▶ [Your objective] Rewrite the lines from the one containing "Please annotate the man's hand" through the one containing "<point>323,381</point>", both included, swapping "man's" for "person's" and leaving everything else unchanged.

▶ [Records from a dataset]
::::
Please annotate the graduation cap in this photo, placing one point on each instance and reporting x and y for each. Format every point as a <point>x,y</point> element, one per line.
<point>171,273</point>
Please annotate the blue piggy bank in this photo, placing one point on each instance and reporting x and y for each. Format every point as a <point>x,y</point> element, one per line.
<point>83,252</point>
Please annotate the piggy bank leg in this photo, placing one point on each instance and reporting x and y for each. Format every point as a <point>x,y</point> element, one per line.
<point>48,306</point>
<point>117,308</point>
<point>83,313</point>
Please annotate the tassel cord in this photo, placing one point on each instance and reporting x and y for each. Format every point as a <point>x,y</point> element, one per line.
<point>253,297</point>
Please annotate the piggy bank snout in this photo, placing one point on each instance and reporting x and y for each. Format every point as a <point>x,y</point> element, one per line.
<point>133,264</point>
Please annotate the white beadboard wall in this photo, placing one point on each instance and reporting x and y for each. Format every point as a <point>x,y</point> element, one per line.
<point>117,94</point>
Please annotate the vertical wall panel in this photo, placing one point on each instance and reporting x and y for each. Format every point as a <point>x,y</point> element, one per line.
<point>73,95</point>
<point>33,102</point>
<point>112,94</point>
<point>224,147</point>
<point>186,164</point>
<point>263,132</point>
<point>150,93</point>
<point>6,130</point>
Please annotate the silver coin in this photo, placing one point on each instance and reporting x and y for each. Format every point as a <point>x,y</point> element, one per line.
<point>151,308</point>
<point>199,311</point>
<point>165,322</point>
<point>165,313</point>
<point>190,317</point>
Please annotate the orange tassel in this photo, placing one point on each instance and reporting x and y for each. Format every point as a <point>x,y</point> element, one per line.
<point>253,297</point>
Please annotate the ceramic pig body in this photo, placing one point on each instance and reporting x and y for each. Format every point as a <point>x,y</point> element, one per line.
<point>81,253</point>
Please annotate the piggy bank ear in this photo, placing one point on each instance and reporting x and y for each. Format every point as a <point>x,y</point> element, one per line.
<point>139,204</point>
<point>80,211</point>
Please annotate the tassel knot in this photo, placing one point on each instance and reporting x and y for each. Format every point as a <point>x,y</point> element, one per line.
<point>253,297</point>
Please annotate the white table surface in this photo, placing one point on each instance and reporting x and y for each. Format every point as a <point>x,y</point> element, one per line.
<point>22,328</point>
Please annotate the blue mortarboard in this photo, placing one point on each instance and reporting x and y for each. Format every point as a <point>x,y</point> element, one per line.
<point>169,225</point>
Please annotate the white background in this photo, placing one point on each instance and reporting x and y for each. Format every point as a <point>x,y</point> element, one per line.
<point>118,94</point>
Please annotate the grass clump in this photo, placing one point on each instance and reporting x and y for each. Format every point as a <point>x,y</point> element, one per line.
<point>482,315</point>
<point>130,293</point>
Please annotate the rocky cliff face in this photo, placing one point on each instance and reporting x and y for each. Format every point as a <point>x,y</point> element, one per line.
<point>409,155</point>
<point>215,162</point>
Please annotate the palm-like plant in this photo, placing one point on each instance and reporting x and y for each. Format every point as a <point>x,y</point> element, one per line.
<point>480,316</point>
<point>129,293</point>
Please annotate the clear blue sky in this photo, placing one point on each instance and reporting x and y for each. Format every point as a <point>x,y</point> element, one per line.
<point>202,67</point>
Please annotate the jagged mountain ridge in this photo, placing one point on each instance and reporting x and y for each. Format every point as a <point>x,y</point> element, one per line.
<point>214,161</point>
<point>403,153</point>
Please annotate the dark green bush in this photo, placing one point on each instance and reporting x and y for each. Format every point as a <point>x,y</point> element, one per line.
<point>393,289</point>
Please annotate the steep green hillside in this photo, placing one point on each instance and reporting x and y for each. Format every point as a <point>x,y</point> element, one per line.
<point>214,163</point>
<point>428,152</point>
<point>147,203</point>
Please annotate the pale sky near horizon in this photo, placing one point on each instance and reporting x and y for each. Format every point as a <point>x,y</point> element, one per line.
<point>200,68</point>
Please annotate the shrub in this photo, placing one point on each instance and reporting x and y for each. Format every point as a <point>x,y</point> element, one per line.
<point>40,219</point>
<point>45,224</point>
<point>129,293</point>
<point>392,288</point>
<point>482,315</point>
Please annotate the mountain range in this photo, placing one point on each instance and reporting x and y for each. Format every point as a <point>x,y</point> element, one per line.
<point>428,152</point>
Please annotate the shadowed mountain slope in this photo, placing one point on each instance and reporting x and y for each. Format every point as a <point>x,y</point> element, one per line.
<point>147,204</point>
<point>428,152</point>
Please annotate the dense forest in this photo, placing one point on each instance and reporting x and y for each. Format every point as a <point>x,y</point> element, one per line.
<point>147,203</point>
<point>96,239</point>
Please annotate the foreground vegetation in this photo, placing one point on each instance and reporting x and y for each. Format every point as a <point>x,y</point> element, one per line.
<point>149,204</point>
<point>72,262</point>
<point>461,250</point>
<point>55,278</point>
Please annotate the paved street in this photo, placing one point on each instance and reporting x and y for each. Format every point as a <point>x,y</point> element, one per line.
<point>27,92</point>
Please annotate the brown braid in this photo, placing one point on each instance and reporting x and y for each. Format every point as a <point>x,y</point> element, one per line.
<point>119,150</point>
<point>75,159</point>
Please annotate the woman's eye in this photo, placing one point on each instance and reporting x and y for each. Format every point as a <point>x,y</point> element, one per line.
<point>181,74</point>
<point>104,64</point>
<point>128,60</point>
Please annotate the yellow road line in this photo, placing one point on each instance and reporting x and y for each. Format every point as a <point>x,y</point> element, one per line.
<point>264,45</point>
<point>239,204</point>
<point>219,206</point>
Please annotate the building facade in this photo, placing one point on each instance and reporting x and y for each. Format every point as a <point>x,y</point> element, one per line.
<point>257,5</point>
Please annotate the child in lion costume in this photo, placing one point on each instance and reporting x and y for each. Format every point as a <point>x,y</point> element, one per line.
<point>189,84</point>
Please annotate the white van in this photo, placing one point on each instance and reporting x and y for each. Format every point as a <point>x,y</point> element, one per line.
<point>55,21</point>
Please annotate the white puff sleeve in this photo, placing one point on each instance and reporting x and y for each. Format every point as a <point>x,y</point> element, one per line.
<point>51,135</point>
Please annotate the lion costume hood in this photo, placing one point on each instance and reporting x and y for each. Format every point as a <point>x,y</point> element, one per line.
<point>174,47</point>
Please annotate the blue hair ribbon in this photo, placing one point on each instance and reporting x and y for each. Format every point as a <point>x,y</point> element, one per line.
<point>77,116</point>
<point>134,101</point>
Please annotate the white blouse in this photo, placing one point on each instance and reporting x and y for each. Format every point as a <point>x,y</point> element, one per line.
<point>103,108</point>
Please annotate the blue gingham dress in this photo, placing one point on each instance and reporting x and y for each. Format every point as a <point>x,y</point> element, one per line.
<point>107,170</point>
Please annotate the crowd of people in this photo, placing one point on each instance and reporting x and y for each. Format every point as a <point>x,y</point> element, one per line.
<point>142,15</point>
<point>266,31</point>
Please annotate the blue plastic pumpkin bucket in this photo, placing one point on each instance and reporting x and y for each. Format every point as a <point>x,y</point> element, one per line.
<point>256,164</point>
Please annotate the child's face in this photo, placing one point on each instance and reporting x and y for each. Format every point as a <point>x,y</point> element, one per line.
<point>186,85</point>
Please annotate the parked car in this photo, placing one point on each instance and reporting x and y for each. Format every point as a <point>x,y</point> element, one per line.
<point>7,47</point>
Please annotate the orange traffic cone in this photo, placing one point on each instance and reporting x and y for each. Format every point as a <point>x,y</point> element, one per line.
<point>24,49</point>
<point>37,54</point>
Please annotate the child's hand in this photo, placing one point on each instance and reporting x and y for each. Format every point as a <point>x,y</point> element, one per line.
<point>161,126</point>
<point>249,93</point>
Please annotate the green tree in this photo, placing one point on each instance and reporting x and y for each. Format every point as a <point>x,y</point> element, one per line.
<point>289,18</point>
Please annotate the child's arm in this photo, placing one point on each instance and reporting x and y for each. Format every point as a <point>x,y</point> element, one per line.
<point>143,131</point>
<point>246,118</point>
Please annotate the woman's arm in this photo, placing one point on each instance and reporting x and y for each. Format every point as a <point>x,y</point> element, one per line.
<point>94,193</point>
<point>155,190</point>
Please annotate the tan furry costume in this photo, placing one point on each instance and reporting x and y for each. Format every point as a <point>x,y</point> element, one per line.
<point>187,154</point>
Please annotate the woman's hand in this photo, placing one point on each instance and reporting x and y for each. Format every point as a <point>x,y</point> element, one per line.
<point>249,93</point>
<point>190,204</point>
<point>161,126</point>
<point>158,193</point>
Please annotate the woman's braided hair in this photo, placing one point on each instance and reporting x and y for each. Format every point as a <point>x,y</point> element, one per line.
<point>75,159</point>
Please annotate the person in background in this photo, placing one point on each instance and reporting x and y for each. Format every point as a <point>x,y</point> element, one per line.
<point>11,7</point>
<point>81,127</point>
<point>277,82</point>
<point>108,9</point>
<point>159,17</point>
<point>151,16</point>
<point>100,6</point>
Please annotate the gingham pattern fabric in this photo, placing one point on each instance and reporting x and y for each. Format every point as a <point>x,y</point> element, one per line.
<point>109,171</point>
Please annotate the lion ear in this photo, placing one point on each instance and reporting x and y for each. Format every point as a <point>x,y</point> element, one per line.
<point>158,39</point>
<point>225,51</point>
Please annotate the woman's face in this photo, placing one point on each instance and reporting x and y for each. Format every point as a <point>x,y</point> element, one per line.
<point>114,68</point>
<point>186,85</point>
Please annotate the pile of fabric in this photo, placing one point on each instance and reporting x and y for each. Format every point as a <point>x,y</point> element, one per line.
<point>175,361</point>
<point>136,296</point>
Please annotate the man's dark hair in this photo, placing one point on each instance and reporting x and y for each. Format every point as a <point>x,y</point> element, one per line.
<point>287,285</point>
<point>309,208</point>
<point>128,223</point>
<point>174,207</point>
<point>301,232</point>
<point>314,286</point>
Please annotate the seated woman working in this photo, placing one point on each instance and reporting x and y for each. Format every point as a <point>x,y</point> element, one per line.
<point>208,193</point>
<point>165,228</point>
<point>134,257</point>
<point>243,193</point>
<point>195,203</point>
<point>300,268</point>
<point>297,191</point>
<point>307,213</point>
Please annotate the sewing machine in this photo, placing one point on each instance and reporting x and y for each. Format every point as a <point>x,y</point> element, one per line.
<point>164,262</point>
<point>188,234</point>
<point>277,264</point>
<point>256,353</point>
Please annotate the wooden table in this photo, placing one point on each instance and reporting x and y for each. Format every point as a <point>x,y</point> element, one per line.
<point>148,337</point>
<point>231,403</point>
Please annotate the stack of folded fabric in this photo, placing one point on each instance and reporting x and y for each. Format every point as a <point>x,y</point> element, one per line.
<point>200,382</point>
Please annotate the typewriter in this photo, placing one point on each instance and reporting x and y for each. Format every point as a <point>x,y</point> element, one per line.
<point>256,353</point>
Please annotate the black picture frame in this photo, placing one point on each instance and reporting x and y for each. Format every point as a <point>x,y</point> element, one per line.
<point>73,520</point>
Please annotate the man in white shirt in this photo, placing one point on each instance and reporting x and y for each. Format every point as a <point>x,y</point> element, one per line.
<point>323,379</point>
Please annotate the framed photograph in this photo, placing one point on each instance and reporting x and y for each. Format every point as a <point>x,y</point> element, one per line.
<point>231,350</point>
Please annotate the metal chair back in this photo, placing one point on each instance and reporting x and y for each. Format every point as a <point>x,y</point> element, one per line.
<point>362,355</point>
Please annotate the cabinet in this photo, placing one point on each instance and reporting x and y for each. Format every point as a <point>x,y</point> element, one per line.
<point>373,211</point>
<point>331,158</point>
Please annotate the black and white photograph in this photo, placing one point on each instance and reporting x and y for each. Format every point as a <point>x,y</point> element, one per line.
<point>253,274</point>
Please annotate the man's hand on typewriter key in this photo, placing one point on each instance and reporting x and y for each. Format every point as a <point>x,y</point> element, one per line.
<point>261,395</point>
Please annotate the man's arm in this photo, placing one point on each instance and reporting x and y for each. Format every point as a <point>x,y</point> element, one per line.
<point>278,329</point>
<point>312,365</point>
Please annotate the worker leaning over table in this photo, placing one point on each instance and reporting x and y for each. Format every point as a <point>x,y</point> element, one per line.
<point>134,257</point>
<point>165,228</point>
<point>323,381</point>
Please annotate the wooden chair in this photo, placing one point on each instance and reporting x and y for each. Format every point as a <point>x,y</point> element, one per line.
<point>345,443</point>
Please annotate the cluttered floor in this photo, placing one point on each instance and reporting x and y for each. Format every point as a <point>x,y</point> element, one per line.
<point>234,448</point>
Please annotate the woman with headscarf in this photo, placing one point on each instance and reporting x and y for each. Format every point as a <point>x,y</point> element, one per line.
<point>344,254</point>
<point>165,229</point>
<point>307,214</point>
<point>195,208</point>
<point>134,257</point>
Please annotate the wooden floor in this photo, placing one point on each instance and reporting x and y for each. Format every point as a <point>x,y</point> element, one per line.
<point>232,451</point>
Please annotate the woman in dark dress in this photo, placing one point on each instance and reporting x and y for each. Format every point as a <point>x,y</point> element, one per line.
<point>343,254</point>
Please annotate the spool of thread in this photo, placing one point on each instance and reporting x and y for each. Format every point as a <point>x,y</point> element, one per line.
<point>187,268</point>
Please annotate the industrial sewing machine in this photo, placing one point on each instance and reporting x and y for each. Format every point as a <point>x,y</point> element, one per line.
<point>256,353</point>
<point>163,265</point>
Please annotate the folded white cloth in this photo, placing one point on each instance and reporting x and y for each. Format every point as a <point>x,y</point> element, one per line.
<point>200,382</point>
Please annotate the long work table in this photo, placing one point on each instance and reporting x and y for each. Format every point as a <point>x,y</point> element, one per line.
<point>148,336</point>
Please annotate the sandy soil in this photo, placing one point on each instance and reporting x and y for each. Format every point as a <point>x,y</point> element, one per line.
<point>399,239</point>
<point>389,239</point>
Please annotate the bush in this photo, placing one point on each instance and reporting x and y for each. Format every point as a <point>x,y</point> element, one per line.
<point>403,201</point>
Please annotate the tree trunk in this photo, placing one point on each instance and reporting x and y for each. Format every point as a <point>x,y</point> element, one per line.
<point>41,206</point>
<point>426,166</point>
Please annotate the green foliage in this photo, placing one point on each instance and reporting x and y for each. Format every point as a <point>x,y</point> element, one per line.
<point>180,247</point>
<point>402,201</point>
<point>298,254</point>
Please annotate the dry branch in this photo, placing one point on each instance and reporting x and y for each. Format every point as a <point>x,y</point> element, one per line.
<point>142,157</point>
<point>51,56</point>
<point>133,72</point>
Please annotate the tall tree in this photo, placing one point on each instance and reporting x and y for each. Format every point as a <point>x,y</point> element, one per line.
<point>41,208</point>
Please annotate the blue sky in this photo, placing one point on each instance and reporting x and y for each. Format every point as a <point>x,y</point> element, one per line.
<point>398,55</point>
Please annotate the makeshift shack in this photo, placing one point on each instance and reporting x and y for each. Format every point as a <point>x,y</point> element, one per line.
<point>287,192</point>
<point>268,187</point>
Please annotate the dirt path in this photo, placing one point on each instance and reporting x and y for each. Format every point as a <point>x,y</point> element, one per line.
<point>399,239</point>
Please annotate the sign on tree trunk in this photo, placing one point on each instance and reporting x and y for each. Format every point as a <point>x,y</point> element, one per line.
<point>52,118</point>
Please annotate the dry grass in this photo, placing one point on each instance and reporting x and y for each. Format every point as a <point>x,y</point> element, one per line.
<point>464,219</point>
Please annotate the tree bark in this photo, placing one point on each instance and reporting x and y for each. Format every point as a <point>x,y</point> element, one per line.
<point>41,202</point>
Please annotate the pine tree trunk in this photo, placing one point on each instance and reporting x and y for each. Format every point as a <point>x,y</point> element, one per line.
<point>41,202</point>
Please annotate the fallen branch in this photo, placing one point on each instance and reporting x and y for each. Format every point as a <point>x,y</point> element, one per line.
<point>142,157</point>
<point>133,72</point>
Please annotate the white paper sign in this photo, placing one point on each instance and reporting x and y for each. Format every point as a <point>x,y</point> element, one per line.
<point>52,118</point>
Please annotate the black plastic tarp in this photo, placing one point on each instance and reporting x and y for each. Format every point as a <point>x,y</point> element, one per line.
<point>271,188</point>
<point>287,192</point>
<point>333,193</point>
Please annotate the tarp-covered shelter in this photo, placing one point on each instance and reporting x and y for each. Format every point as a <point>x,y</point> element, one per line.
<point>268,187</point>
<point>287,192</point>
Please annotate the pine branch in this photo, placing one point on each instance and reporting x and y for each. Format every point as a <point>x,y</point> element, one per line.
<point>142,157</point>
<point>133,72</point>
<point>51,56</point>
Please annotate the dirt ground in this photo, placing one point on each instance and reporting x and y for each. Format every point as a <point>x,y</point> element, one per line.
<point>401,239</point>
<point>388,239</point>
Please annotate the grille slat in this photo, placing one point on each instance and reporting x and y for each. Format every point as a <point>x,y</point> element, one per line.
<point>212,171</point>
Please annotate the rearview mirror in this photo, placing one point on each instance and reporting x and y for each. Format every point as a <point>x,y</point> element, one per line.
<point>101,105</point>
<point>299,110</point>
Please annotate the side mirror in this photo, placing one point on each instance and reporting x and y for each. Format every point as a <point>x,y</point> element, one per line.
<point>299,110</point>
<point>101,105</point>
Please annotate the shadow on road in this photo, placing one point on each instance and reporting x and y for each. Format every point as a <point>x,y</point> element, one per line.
::::
▶ [The output]
Please annotate the person's hand on typewriter key in this photo, placing one point on each instance and reporting x and y for each. Format every point as a <point>x,y</point> element, one per line.
<point>261,395</point>
Please annotate the person's arm in this photo, placing one point on each instance and reporting x and y for each. Format every point as a <point>x,y</point> element, one per line.
<point>278,329</point>
<point>312,365</point>
Please annotate the worker leaning over table in this photo, placing one point on each instance and reporting x and y for each. Format every point as a <point>x,y</point> element, one per line.
<point>134,257</point>
<point>165,228</point>
<point>323,381</point>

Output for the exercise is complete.